(Registros de dados)
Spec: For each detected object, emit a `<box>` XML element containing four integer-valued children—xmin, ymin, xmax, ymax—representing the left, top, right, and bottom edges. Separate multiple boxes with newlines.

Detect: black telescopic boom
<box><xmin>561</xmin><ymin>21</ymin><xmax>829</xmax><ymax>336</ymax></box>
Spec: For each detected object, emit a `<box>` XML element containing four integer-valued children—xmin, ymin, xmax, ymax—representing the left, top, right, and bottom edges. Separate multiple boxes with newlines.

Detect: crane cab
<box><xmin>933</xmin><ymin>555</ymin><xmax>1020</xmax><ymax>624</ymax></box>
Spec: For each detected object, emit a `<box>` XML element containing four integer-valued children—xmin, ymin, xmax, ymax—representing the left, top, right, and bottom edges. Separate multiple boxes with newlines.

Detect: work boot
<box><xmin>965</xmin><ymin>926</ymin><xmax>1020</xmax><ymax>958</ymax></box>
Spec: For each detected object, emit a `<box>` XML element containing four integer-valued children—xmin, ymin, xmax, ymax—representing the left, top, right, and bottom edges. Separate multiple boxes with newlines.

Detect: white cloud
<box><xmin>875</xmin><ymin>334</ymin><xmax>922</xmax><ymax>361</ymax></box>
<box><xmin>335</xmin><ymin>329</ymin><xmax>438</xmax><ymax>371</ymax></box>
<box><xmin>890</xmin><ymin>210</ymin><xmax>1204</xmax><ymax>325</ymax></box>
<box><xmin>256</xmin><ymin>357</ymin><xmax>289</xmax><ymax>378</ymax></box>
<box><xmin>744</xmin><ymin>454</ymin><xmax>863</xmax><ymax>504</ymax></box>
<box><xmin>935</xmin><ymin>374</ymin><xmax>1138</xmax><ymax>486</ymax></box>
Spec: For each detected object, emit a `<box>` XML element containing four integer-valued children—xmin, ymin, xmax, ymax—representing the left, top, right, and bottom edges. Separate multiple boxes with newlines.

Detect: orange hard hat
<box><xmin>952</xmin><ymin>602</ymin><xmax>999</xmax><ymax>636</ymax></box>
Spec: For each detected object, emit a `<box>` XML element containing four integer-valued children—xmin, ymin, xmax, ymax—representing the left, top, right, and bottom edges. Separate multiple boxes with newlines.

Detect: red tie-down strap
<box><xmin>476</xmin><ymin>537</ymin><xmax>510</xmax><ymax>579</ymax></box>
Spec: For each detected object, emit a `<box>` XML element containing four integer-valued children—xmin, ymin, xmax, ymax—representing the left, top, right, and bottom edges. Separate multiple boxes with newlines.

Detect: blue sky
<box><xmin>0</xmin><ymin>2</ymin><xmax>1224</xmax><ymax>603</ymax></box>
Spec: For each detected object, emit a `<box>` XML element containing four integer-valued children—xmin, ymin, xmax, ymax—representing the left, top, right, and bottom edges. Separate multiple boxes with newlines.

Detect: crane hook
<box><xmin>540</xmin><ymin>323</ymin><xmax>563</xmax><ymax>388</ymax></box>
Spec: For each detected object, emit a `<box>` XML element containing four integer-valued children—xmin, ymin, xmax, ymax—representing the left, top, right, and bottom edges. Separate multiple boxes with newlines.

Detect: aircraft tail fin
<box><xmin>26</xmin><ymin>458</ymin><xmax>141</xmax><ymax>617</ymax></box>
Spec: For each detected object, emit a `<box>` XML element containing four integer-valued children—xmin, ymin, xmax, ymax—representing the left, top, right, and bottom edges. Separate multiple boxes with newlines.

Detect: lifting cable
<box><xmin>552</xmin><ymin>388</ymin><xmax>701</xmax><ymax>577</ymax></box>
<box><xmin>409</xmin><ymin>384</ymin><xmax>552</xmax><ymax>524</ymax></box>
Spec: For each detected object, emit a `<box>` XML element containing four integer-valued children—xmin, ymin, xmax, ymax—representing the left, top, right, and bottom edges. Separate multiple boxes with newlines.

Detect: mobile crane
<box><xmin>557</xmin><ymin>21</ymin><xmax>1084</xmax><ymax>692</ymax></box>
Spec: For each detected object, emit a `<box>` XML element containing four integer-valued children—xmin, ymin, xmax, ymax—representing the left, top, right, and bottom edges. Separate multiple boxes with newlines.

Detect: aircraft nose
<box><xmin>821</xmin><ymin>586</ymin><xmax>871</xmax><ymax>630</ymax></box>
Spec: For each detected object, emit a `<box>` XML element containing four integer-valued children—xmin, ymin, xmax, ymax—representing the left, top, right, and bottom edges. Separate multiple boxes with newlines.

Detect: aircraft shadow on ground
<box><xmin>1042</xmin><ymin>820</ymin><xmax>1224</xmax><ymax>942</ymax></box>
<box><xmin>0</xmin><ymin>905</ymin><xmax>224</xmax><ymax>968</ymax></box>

==

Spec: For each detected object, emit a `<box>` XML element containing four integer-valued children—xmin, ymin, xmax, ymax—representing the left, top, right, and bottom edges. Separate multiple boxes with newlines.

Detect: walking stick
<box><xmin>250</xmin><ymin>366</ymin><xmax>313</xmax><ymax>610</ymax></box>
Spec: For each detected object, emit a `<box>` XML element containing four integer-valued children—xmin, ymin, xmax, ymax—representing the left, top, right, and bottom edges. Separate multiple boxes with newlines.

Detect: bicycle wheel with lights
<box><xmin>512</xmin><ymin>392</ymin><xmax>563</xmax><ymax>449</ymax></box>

---

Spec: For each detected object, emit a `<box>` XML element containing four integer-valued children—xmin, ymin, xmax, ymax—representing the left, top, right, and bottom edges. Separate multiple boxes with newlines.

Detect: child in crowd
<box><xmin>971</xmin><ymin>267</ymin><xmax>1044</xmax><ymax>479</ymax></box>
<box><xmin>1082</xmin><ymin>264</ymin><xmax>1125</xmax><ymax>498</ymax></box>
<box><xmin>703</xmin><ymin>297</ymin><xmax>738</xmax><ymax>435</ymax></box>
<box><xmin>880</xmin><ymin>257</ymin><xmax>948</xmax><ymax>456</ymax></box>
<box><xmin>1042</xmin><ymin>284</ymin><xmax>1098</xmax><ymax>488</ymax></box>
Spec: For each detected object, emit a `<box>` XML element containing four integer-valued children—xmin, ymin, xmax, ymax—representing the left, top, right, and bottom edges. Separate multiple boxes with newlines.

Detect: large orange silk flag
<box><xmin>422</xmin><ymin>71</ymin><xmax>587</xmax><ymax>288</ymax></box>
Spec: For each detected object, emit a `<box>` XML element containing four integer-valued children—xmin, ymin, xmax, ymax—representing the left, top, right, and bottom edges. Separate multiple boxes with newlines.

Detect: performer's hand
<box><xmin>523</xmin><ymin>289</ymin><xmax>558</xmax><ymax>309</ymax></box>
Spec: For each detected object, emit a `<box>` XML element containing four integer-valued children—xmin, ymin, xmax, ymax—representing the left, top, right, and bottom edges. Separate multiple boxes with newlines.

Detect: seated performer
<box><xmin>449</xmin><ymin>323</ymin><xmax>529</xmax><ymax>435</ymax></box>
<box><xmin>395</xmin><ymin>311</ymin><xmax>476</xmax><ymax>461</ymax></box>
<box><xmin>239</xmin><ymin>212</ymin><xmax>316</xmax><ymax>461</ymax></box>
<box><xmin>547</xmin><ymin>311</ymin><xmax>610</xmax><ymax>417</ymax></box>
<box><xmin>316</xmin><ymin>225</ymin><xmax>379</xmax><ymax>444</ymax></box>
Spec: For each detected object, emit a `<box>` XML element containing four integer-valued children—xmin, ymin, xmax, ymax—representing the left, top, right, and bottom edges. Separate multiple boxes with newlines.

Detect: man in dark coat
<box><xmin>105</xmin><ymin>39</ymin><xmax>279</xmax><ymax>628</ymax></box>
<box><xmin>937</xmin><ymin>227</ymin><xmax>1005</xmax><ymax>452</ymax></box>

**Objetivo do exercício:**
Colete todas as linhas dos registros em que aparece a palavra "aircraft", levando em conta a diferença entre maiúsculas e minúsculas.

**A solução:**
Detect: aircraft tail fin
Detect: aircraft nose
Detect: aircraft shadow on ground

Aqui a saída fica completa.